─── Material for this exercise
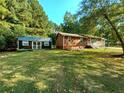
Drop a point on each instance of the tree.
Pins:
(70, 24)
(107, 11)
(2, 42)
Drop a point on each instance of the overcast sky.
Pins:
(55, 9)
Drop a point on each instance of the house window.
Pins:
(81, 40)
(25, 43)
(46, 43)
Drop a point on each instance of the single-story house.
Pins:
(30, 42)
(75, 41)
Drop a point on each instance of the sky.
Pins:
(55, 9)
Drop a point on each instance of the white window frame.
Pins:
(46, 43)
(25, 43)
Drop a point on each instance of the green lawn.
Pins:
──────
─── Material for this exercise
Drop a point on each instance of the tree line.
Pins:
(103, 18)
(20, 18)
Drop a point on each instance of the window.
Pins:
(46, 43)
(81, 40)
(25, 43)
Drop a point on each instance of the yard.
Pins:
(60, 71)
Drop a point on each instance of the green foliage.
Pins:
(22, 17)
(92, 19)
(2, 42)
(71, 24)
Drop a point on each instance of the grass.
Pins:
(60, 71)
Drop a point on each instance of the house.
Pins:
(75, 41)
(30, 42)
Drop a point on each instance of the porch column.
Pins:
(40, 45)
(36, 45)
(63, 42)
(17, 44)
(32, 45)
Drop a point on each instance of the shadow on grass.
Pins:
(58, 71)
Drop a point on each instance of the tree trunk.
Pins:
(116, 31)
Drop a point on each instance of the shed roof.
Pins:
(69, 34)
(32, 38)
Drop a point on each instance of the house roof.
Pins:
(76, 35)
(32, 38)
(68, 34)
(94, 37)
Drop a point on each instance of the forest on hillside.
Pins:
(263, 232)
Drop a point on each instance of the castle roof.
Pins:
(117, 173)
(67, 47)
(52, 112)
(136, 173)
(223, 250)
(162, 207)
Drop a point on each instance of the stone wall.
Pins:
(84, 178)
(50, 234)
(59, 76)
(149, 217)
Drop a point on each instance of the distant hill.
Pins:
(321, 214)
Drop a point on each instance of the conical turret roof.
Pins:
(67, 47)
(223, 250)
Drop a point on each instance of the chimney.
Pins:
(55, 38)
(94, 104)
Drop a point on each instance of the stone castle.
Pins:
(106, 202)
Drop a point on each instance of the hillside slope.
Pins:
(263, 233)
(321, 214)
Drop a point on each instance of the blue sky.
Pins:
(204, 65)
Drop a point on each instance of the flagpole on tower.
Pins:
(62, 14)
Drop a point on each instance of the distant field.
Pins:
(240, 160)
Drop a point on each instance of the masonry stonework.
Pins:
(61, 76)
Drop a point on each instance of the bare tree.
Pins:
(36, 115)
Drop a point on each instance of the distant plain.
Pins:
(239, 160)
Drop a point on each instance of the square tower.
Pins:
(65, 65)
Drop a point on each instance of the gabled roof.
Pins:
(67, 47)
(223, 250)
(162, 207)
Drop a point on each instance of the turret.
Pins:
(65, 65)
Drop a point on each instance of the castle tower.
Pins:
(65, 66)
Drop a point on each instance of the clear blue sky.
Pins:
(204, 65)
──────
What to produce: Whenever the string "tower" turns up in a line of the data, copy that line.

Solution below:
Drop a point on each instance of the flagpole on tower.
Drop a point on each instance of the square tower.
Drop a point on each instance of the castle tower.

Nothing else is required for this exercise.